- _Required work_: Rewrite only the lines from the start of the items through the line containing "M 172 95 L 172", including that line and the requests. Scale every coordinate in the answers by 1.35, round each result to a whole number with halves going up, and omit the pictures.

- _Material to process_:
──────────

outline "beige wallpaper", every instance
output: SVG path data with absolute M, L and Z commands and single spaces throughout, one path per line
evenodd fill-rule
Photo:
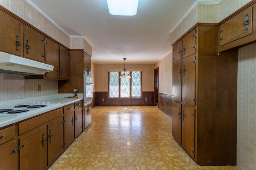
M 124 69 L 124 64 L 95 64 L 95 91 L 108 91 L 109 69 L 118 69 L 120 71 Z M 126 68 L 142 69 L 142 91 L 154 92 L 154 64 L 126 64 Z
M 172 95 L 172 53 L 155 64 L 154 69 L 159 68 L 159 92 Z

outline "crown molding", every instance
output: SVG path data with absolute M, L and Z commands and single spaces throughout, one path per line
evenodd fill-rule
M 37 6 L 36 6 L 34 3 L 32 2 L 30 0 L 25 0 L 26 2 L 28 2 L 28 4 L 31 5 L 32 7 L 33 7 L 36 10 L 37 10 L 40 13 L 41 13 L 42 15 L 43 15 L 47 19 L 47 20 L 49 20 L 51 22 L 52 22 L 53 24 L 54 24 L 55 26 L 56 26 L 59 29 L 60 29 L 61 31 L 63 32 L 65 34 L 66 34 L 68 37 L 70 37 L 70 35 L 68 34 L 66 31 L 65 31 L 62 28 L 60 25 L 58 25 L 57 23 L 56 23 L 54 20 L 52 20 L 52 19 L 49 17 L 43 11 L 41 10 L 40 8 L 39 8 Z

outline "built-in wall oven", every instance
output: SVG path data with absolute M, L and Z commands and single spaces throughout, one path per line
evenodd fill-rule
M 84 79 L 84 100 L 85 105 L 92 102 L 93 93 L 92 78 L 85 76 Z

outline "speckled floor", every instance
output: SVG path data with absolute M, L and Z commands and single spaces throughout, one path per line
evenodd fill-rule
M 90 125 L 49 170 L 240 170 L 199 166 L 156 106 L 96 107 Z

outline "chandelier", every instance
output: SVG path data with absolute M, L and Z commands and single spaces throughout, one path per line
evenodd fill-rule
M 126 68 L 125 68 L 125 60 L 126 59 L 126 58 L 123 58 L 124 60 L 124 72 L 121 74 L 121 76 L 119 77 L 119 78 L 130 78 L 131 76 L 130 76 L 130 73 L 128 72 L 128 74 L 126 73 Z

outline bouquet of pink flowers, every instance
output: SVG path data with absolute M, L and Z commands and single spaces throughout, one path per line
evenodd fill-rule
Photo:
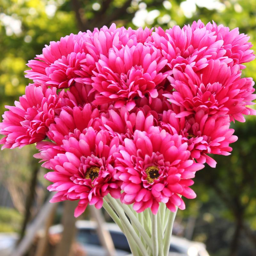
M 102 206 L 134 256 L 167 256 L 182 196 L 209 154 L 227 155 L 230 122 L 255 115 L 254 59 L 237 29 L 200 20 L 134 30 L 95 28 L 52 42 L 28 64 L 34 83 L 6 106 L 2 148 L 36 143 L 52 202 Z M 126 214 L 126 215 L 125 214 Z M 127 218 L 129 217 L 129 219 Z

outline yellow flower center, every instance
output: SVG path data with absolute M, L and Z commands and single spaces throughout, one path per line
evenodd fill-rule
M 98 176 L 100 172 L 100 168 L 98 167 L 93 166 L 87 169 L 84 178 L 85 179 L 90 179 L 93 181 Z
M 155 166 L 148 167 L 145 171 L 147 175 L 146 180 L 149 183 L 152 183 L 154 180 L 157 179 L 160 175 L 159 168 Z
M 196 136 L 195 136 L 193 134 L 188 133 L 188 135 L 187 138 L 189 140 L 190 139 L 191 139 L 191 138 L 195 138 L 196 137 Z

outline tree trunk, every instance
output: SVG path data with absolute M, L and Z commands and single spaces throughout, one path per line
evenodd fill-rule
M 32 177 L 29 187 L 29 191 L 28 192 L 28 196 L 26 200 L 26 211 L 20 231 L 20 241 L 21 240 L 24 236 L 25 230 L 31 215 L 30 210 L 34 201 L 36 187 L 37 182 L 37 174 L 40 169 L 37 159 L 33 157 L 33 159 L 31 159 L 31 164 L 32 172 L 31 174 Z
M 54 256 L 69 256 L 76 232 L 74 211 L 77 201 L 65 201 L 62 222 L 63 230 L 61 240 L 58 244 Z
M 243 227 L 243 219 L 239 216 L 236 220 L 236 229 L 230 246 L 229 256 L 237 256 L 239 247 L 239 238 Z

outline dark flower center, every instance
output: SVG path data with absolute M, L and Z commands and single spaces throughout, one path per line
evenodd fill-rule
M 146 180 L 149 183 L 153 182 L 154 180 L 157 179 L 160 175 L 159 174 L 159 168 L 155 166 L 148 167 L 145 172 L 147 175 Z
M 191 139 L 191 138 L 195 138 L 196 137 L 196 136 L 195 136 L 193 134 L 188 133 L 188 135 L 187 138 L 189 140 L 190 139 Z
M 90 179 L 93 181 L 98 176 L 100 172 L 100 168 L 96 166 L 92 166 L 87 169 L 84 178 L 85 179 Z

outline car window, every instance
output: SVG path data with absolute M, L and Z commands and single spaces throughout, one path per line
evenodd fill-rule
M 100 245 L 97 233 L 94 229 L 79 229 L 77 233 L 76 239 L 78 242 L 83 244 Z
M 120 232 L 111 231 L 110 234 L 116 249 L 125 251 L 131 252 L 129 244 L 124 235 Z

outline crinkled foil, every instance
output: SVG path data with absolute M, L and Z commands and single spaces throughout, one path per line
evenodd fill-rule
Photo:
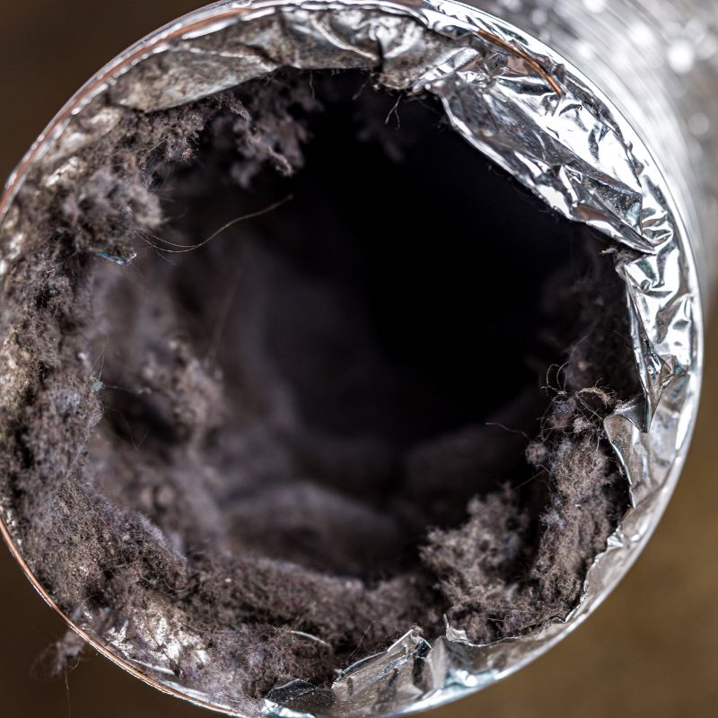
M 28 172 L 39 169 L 51 189 L 59 175 L 77 171 L 78 150 L 114 127 L 127 108 L 170 108 L 285 66 L 363 68 L 387 87 L 439 97 L 469 144 L 556 212 L 632 250 L 633 258 L 617 269 L 626 282 L 643 398 L 605 425 L 630 481 L 633 508 L 591 568 L 580 605 L 535 635 L 487 645 L 472 644 L 460 626 L 447 625 L 441 636 L 410 632 L 385 652 L 341 670 L 328 688 L 301 679 L 276 688 L 262 704 L 267 716 L 410 713 L 517 670 L 576 627 L 615 587 L 657 523 L 686 455 L 701 380 L 706 248 L 718 226 L 716 202 L 707 199 L 715 173 L 705 160 L 714 156 L 708 129 L 718 113 L 710 114 L 716 103 L 711 77 L 697 72 L 710 60 L 699 53 L 718 48 L 708 11 L 668 0 L 481 4 L 494 14 L 442 0 L 269 0 L 197 11 L 131 48 L 81 90 L 0 202 L 13 236 L 0 255 L 1 277 L 22 251 L 12 201 Z M 693 42 L 701 32 L 702 44 Z M 3 532 L 22 562 L 12 512 L 2 508 Z M 97 635 L 87 627 L 92 617 L 71 619 L 139 678 L 240 714 L 230 698 L 191 690 L 174 677 L 173 645 L 185 652 L 197 646 L 203 660 L 201 637 L 190 629 L 165 635 L 158 616 L 154 633 L 163 636 L 165 650 L 150 665 L 137 658 L 121 626 Z

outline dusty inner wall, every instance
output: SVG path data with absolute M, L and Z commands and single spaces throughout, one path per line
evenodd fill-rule
M 0 490 L 64 611 L 254 699 L 571 610 L 627 507 L 606 245 L 359 74 L 127 110 L 78 166 L 0 302 Z

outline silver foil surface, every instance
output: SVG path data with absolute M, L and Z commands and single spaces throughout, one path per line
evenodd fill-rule
M 718 95 L 711 94 L 718 86 L 715 12 L 708 3 L 669 0 L 477 4 L 483 10 L 444 0 L 216 3 L 98 74 L 39 138 L 0 201 L 4 232 L 12 238 L 0 249 L 2 280 L 25 239 L 13 197 L 28 173 L 39 171 L 51 189 L 58 176 L 78 171 L 78 150 L 114 127 L 127 109 L 171 108 L 282 66 L 363 68 L 386 87 L 436 95 L 476 150 L 555 211 L 631 250 L 617 270 L 626 282 L 643 397 L 621 407 L 605 427 L 630 482 L 633 508 L 590 570 L 580 605 L 535 635 L 493 644 L 472 644 L 460 626 L 447 625 L 439 636 L 410 632 L 385 652 L 337 667 L 343 670 L 330 688 L 301 677 L 276 688 L 262 705 L 267 716 L 401 714 L 517 670 L 575 628 L 616 586 L 658 522 L 687 450 L 718 226 L 710 131 L 718 127 Z M 12 372 L 2 375 L 0 401 L 17 390 L 7 378 Z M 3 533 L 22 563 L 12 512 L 0 509 Z M 93 634 L 92 618 L 67 620 L 123 668 L 180 697 L 241 714 L 229 688 L 207 695 L 175 679 L 173 644 L 185 652 L 195 646 L 197 660 L 206 658 L 201 636 L 190 629 L 167 635 L 158 615 L 154 635 L 169 649 L 147 656 L 121 628 Z

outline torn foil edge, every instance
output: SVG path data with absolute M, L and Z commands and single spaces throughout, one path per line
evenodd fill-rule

──────────

- _Answer to the problem_:
outline "beige wallpaper", every instance
output: SVG path data with absolute M, L and Z commands and single spaces throughout, one path per line
evenodd fill-rule
Photo:
M 167 93 L 167 86 L 128 86 L 128 123 L 146 123 L 147 93 L 159 93 L 162 96 Z M 170 92 L 192 93 L 192 123 L 208 124 L 208 86 L 170 86 Z
M 232 128 L 232 72 L 209 86 L 208 93 L 215 92 L 215 124 Z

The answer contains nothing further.